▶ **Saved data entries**
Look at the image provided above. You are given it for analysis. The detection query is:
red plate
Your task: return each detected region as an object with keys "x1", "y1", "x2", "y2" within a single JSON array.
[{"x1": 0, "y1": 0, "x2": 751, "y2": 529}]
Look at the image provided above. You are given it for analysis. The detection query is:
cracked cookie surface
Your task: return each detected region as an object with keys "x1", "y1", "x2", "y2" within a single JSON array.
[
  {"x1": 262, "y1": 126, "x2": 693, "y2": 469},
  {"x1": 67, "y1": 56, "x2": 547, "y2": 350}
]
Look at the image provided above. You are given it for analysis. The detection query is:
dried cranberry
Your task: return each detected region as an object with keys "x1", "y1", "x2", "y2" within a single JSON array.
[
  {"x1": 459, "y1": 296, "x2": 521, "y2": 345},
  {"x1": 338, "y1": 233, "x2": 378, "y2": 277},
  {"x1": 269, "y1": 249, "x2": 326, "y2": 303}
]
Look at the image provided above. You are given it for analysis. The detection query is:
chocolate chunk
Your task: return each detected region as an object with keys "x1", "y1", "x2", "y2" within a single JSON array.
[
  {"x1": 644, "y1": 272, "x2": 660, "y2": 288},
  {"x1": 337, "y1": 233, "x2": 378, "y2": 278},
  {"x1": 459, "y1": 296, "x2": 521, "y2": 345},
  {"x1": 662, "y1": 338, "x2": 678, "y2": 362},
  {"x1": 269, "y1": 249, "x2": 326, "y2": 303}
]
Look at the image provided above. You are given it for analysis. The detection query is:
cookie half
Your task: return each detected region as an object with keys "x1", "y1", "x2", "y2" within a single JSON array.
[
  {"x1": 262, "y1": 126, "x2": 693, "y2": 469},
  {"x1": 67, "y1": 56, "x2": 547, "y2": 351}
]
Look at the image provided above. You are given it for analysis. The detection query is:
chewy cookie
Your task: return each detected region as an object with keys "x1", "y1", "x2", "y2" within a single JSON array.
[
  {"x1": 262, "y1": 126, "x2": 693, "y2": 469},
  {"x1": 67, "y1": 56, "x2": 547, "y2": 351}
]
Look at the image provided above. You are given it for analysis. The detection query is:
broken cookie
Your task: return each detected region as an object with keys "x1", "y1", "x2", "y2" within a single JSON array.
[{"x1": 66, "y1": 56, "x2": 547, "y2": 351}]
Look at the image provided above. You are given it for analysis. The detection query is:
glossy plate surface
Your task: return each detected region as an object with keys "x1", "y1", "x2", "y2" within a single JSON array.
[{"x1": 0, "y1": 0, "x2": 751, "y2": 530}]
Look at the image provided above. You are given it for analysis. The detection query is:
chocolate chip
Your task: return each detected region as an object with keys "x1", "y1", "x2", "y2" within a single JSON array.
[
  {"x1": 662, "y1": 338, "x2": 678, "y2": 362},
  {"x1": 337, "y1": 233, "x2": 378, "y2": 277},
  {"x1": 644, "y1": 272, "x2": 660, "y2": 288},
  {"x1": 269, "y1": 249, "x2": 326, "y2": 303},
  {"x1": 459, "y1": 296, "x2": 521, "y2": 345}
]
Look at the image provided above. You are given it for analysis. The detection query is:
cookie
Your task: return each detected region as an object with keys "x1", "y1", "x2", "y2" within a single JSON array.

▶ **Stated task**
Return each line in the items above that contains the string "surface", copying every such line in full.

▶ **Finished task**
cracked cookie surface
glossy plate surface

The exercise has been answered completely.